Mindfulness During the Holidays

“Blessed is the season which engages the whole world in a conspiracy of love.” – Hamilton Wright Mabie

It is easy to become disconnected from mindfulness during the holidays. The holiday season is often filled with copious stimulation from the external world of the senses and the internal world of thoughts, emotions, and sensations. When the neighborhoods become magically lit up with twinkling lights, people hustle to stores for last-minute Christmas shopping, and relatives fly in and out of town, life can feel busy and stimulating.

During times like this, it is not uncommon to react to situations by going through the motions on automatic pilot. This method of coping with stress can be adaptive and useful at times, just as it can be deleterious at other times. For instance, when you are wrapping a pile of Christmas presents, it is in your best interest to efficiently cut, fold, and tape the wrapping paper without pausing to think through each little step. On the other hand, if you are cooking food on a hot stove while bickering with someone, lack of mindfulness could result in injuries or mistakes. Stress manifests itself as eustress or distress, depending on the context and whether or not it is used constructively.

There is nothing inherently “good” or “bad” when it comes to mindfulness, since a mindful attitude is open, nonjudgmental, accepting, and curious. This doesn’t mean that becoming more mindful will turn you into an amoral individual. While mindfulness requires acceptance, it does not require approval. These are two very different concepts. You can choose to accept that a family member is being disrespectful during the holidays, but you don’t have to approve of the behavior.

Mindful Coping

The holidays often lead to significant changes in your regular routine that can feel distressing at times. Acceptance means that you fully recognize (and even embrace!) whatever is occurring in the moment, whether you “like it” or not. A great deal of things have already happened, are happening right now, and will continue to happen whether you “approve” or not. When things aren’t going your way, you have three choices: (1) fully accept whatever is happening with open arms; (2) apply problem-solving skills to change the situation; or (3) remove yourself from the situation.

Ineffective Coping

Holiday stress can also be handled ineffectively and lead to unnecessary levels of distress. If you find yourself feeling overwhelmed, there is always the option to employ coping mechanisms that might bring about short-term relief without truly alleviating suffering. We all use defense mechanisms at times… often without conscious awareness. These defenses can be adaptive when they are protecting you from immediate or intense pain that you are not yet ready to face head-on; they can be maladaptive when you persistently defend yourself from authentic self-knowledge, growth, and development.

# WHAT THIS EXERCISE ASKS
• a. In the holiday mindfulness piece, what qualities describe a mindful attitude?
• b. Reproduce word for word the part of the holiday mindfulness piece starting at "Holiday stress can" and ending at "growth, and development.".
Rely only on the text above.

# ENTRIES SUPPLIED
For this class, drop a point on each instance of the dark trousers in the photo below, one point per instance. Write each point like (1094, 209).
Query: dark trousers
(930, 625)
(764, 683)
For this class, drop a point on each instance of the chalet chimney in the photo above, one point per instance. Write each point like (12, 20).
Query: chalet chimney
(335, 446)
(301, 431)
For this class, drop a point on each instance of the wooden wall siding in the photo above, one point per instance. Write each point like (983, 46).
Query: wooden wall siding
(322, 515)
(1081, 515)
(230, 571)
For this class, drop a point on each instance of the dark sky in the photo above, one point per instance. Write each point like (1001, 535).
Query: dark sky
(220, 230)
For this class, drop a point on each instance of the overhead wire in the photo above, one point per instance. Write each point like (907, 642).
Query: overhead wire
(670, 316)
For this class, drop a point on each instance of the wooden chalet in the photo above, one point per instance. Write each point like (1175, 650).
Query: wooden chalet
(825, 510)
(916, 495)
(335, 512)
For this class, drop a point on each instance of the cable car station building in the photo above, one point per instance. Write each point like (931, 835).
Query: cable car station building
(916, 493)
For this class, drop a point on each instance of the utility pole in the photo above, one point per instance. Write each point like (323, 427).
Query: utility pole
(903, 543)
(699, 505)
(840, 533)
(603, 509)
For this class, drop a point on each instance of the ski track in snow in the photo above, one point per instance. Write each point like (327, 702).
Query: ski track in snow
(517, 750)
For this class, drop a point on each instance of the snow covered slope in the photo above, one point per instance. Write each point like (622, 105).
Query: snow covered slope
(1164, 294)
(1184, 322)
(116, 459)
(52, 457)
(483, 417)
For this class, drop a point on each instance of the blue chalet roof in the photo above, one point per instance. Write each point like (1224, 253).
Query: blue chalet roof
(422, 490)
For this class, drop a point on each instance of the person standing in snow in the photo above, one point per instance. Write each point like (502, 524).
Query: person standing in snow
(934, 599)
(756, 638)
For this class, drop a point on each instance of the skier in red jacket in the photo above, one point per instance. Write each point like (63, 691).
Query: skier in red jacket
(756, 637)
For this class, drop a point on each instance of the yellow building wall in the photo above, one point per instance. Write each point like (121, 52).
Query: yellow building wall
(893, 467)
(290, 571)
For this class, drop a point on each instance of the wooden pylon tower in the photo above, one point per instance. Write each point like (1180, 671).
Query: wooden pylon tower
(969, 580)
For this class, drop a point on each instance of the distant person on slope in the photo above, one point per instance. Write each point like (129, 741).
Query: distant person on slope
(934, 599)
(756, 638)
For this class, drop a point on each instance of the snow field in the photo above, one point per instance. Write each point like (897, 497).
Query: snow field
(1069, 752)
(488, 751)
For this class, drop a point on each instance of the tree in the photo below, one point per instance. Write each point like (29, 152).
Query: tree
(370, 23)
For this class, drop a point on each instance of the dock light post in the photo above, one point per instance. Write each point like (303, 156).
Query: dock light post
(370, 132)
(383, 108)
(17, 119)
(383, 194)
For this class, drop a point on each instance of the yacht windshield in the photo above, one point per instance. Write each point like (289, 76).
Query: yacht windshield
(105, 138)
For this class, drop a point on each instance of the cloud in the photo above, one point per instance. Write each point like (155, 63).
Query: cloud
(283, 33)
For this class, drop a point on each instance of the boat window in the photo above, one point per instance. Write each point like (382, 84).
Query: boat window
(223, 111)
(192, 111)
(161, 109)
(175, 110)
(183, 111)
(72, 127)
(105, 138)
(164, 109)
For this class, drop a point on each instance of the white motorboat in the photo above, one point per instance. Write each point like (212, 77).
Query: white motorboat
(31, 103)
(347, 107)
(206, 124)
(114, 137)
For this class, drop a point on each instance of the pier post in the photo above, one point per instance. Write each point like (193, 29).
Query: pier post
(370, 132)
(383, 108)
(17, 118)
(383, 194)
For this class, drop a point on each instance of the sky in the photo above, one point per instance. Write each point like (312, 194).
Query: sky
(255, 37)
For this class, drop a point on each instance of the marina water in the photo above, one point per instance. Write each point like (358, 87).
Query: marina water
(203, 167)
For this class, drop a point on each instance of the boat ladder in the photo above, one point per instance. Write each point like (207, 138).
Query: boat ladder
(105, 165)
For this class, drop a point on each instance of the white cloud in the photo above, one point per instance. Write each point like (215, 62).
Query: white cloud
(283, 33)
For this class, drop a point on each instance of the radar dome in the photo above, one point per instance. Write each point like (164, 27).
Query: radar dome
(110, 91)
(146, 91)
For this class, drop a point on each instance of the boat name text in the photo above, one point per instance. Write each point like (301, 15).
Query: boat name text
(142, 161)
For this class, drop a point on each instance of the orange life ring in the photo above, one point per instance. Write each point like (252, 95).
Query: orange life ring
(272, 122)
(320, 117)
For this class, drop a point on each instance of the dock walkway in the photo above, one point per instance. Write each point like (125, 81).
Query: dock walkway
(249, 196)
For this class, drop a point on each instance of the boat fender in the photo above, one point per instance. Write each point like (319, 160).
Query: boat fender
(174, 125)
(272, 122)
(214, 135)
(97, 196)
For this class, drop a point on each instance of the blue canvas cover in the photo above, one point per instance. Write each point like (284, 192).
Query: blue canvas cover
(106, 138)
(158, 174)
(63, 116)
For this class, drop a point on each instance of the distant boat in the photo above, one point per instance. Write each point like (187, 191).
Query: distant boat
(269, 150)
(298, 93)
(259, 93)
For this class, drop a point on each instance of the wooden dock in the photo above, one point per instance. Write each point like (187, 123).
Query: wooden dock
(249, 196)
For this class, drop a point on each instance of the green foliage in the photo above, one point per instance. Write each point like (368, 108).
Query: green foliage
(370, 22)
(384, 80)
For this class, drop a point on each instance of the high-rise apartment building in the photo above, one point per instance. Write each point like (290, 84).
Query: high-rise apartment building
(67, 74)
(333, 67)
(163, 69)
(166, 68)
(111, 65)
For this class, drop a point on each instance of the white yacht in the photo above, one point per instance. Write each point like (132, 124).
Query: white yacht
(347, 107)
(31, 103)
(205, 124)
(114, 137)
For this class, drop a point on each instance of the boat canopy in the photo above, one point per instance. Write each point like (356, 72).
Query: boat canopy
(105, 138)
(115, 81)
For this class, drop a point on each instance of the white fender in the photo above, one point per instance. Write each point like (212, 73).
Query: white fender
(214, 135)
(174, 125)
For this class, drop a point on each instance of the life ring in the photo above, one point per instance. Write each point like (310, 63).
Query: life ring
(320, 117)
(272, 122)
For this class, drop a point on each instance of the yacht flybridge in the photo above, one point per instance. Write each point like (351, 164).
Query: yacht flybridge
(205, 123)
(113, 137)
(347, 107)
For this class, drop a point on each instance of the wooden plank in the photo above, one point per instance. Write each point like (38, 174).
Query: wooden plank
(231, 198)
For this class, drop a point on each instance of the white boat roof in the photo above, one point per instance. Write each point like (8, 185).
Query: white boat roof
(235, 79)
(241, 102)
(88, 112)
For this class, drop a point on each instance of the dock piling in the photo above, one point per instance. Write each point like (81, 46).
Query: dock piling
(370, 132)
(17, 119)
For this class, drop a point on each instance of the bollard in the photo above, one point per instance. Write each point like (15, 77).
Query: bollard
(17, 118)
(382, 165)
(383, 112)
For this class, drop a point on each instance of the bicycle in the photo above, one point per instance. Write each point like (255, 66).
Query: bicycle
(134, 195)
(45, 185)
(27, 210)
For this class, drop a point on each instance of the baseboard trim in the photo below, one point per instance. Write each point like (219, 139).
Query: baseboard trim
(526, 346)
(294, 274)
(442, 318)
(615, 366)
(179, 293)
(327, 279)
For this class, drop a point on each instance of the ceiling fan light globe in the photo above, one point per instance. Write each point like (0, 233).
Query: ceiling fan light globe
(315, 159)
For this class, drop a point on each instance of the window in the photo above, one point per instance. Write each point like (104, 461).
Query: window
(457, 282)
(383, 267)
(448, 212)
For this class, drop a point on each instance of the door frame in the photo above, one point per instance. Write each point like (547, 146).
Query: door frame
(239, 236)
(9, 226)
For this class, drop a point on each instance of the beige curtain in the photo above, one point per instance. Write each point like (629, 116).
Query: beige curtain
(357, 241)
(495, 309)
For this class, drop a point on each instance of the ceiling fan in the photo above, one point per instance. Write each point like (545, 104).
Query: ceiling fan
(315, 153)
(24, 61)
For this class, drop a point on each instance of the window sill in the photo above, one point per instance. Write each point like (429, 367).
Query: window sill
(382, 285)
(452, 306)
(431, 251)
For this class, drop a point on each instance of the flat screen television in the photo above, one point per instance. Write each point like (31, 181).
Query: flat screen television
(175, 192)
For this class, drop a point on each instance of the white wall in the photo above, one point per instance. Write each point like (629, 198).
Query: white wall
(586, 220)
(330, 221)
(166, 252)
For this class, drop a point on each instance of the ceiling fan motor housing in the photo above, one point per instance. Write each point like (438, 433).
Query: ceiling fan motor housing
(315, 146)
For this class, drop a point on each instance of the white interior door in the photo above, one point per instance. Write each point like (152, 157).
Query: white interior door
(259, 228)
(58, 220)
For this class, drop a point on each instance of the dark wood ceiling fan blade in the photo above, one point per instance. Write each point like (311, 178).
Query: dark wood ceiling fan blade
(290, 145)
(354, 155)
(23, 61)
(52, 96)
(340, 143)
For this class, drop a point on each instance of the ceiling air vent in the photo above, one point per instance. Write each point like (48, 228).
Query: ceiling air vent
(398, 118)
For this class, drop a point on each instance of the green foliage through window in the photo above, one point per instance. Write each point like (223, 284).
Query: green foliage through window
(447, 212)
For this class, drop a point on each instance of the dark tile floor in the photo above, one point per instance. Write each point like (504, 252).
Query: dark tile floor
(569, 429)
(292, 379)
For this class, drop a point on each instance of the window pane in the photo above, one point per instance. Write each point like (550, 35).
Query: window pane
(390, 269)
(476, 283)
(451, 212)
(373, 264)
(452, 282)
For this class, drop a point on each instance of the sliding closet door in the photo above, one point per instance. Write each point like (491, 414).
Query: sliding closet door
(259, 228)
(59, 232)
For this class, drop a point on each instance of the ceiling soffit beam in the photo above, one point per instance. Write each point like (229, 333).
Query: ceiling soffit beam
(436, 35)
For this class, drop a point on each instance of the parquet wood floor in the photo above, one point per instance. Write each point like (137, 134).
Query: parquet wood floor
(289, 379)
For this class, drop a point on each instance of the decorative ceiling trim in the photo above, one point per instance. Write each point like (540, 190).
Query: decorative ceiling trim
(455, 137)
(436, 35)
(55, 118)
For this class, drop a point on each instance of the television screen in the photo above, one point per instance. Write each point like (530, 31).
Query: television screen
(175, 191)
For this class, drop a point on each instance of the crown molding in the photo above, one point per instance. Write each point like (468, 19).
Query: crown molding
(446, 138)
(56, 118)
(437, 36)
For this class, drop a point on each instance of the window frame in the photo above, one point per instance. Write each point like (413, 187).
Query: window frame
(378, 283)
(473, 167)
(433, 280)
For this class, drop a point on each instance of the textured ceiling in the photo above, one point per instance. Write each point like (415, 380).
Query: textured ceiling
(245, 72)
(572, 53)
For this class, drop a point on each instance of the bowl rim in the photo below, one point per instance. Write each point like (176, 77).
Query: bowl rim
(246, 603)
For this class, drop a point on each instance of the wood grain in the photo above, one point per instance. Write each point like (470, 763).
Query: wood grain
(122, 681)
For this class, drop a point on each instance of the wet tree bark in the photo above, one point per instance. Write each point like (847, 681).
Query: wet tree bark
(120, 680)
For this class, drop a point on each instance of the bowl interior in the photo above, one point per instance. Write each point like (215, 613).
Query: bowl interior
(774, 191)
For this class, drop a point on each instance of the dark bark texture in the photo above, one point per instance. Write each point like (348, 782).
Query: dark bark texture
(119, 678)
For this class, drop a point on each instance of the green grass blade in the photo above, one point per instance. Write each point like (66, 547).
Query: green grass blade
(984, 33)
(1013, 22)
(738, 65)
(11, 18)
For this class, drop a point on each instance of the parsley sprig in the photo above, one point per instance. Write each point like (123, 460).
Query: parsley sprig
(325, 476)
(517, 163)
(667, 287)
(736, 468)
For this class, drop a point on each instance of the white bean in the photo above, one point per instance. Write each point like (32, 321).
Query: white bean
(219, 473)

# RESPONSES PER TASK
• a. Open, nonjudgmental, accepting, and curious.

• b.
Holiday stress can also be handled ineffectively and lead to unnecessary levels of distress. If you find yourself feeling overwhelmed, there is always the option to employ coping mechanisms that might bring about short-term relief without truly alleviating suffering. We all use defense mechanisms at times… often without conscious awareness. These defenses can be adaptive when they are protecting you from immediate or intense pain that you are not yet ready to face head-on; they can be maladaptive when you persistently defend yourself from authentic self-knowledge, growth, and development.